> [求められていること] 以下の項目をすべて、空行を除いて番号付きリストとして示せ。画像は答えに含めないこと。

┄┄┄┄┄┄

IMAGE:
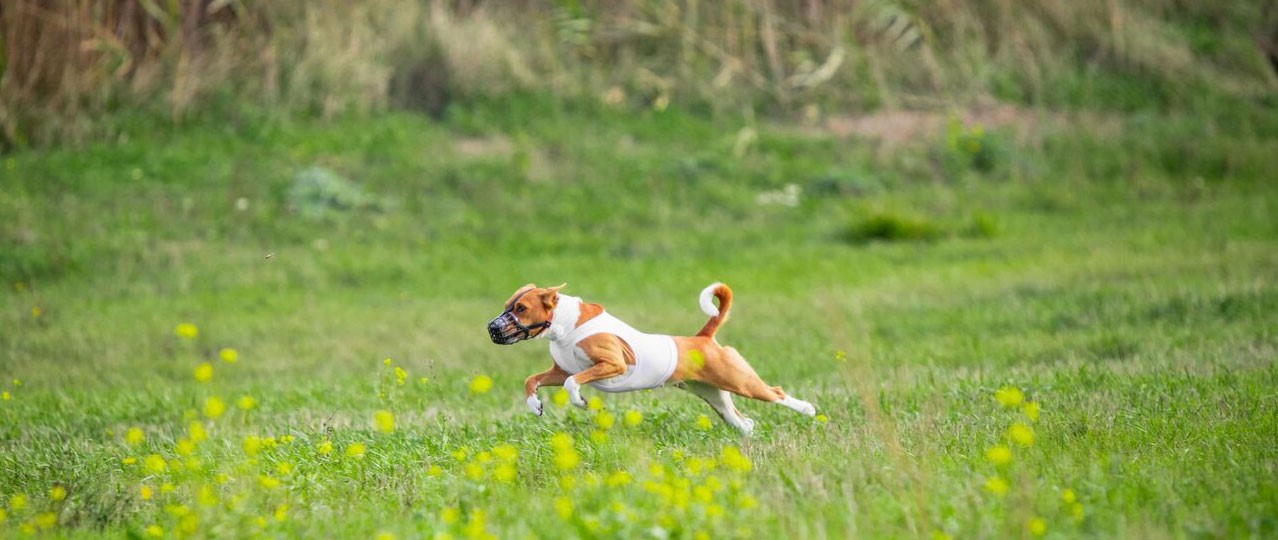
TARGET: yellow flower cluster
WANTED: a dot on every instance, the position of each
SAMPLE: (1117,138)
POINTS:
(1020,435)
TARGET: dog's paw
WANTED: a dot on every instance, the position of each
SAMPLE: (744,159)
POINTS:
(574,392)
(799,406)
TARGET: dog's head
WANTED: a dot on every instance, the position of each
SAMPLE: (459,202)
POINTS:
(527,314)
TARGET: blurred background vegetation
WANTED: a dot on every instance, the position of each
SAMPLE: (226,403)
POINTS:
(81,70)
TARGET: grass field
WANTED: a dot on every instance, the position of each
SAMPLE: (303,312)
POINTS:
(1118,277)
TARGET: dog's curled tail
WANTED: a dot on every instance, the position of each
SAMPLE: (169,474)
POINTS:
(718,315)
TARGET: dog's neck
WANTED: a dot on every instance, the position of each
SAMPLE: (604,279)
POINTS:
(568,309)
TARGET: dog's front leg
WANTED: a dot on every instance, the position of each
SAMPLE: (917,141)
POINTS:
(552,377)
(607,352)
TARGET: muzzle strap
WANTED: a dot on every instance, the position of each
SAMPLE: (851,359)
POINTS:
(506,319)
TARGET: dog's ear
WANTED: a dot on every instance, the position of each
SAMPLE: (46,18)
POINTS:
(550,296)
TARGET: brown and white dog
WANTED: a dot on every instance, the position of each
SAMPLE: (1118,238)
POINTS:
(589,346)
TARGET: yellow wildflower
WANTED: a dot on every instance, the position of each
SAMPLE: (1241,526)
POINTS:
(214,407)
(481,384)
(185,331)
(1021,434)
(203,372)
(560,397)
(197,432)
(355,451)
(155,464)
(997,485)
(998,455)
(1069,497)
(400,375)
(703,423)
(1008,396)
(46,520)
(134,437)
(605,420)
(1037,526)
(384,421)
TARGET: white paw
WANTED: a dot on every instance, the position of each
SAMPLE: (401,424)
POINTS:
(800,406)
(574,392)
(805,409)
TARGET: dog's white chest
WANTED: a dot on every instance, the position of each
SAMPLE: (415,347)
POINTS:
(656,355)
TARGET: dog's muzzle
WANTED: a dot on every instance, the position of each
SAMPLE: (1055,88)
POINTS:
(506,328)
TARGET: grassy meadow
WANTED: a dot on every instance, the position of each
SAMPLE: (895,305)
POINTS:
(275,328)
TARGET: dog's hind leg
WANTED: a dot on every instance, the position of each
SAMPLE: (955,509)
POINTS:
(722,404)
(732,373)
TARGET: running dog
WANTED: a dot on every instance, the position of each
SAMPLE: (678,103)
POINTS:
(589,346)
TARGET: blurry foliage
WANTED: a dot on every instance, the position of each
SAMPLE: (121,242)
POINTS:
(892,227)
(101,59)
(318,193)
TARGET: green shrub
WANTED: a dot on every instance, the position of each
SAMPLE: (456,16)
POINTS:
(892,227)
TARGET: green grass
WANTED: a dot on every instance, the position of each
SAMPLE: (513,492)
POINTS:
(1125,286)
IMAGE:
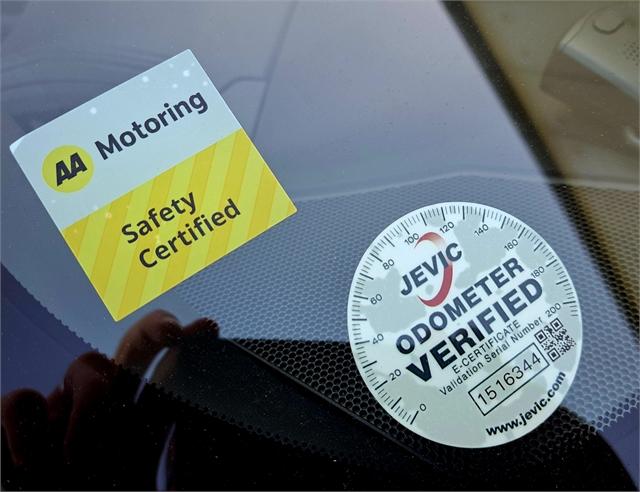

┄┄┄┄┄┄

> [解答は以下]
1. IMAGE:
2. TARGET: yellow flower cluster
3. WANTED: a dot on every instance, the position of each
4. SAMPLE: (1117,138)
5. POINTS:
6. (1020,435)
7. TARGET: dog's paw
8. WANTED: a dot on every instance, the position of each
9. SAMPLE: (744,159)
10. POINTS:
11. (574,392)
12. (799,406)
13. TARGET: dog's head
14. WANTED: a dot on every instance, the position of each
15. SAMPLE: (459,202)
16. POINTS:
17. (527,314)
18. TARGET: blurred background vegetation
19. WANTED: a dot on every instance, the position of each
20. SAMPLE: (226,403)
21. POINTS:
22. (81,70)
23. TARGET: grass field
24. WANTED: a dot on every instance, the position of each
25. SAMPLE: (303,312)
26. POINTS:
27. (1118,277)
28. TARGET: dog's curled tail
29. WANTED: a dot on every instance, the position of each
30. SAMPLE: (169,474)
31. POINTS:
32. (718,315)
33. TARGET: dog's neck
34. WANTED: a dot on every instance, the position of each
35. SAMPLE: (604,279)
36. POINTS:
37. (568,309)
38. TARGET: dog's front leg
39. WANTED: a dot on every instance, the position of each
40. SAMPLE: (917,141)
41. POINTS:
42. (552,377)
43. (607,352)
44. TARGET: muzzle strap
45. WANTED: a dot on every instance, the position of each
46. SAMPLE: (851,359)
47. POINTS:
48. (506,319)
49. TARGET: dog's ear
50. WANTED: a dot on every instance, the position of each
51. SAMPLE: (46,18)
52. POINTS:
53. (550,296)
54. TARGET: brown and white dog
55. WANTED: a dot on every instance, the position of each
56. SAMPLE: (1118,238)
57. POINTS:
58. (589,346)
59. TARGET: yellow wildflower
60. WANTED: a dot on every instance, the position of each
61. SAMPLE: (1241,526)
62. POINTS:
63. (214,407)
64. (481,384)
65. (185,331)
66. (1021,434)
67. (203,372)
68. (560,397)
69. (197,432)
70. (355,451)
71. (155,464)
72. (997,485)
73. (998,455)
74. (1069,497)
75. (400,375)
76. (703,423)
77. (1008,396)
78. (46,520)
79. (134,437)
80. (605,420)
81. (1037,526)
82. (384,421)
83. TARGET: white paw
84. WANTED: a dot on every instance, the position of each
85. SAMPLE: (401,424)
86. POINTS:
87. (800,406)
88. (574,392)
89. (805,409)
90. TARGET: dog's white chest
91. WANTED: a dot on every instance, the position of each
92. SAMPLE: (415,347)
93. POINTS:
94. (656,355)
95. TARGET: dog's muzzle
96. WANTED: a dot on every instance, the position of each
97. SAMPLE: (1055,88)
98. POINTS:
99. (506,328)
100. TARGET: grassy meadow
101. WANTED: a dot on every instance, the position of each
102. SAMPLE: (895,305)
103. POINTS:
104. (275,328)
105. TARGET: dog's hind leg
106. WANTED: a dot on every instance, the position of each
107. SAMPLE: (955,509)
108. POINTS:
109. (722,404)
110. (732,373)
111. TARGET: running dog
112. WANTED: a dot on every instance, the position of each
113. SAMPLE: (678,103)
114. POINTS:
115. (589,346)
116. TARGET: blurry foliage
117. WANTED: a dot on every instance, the position of each
118. SAMPLE: (121,242)
119. POINTS:
120. (892,227)
121. (101,59)
122. (318,193)
123. TARGET: green shrub
124. WANTED: a dot on every instance, the position of each
125. SAMPLE: (456,16)
126. POINTS:
127. (892,227)
128. TARGET: green grass
129. WANTED: a dot on every instance, the position of each
130. SAMPLE: (513,492)
131. POINTS:
132. (1125,286)
133. IMAGE:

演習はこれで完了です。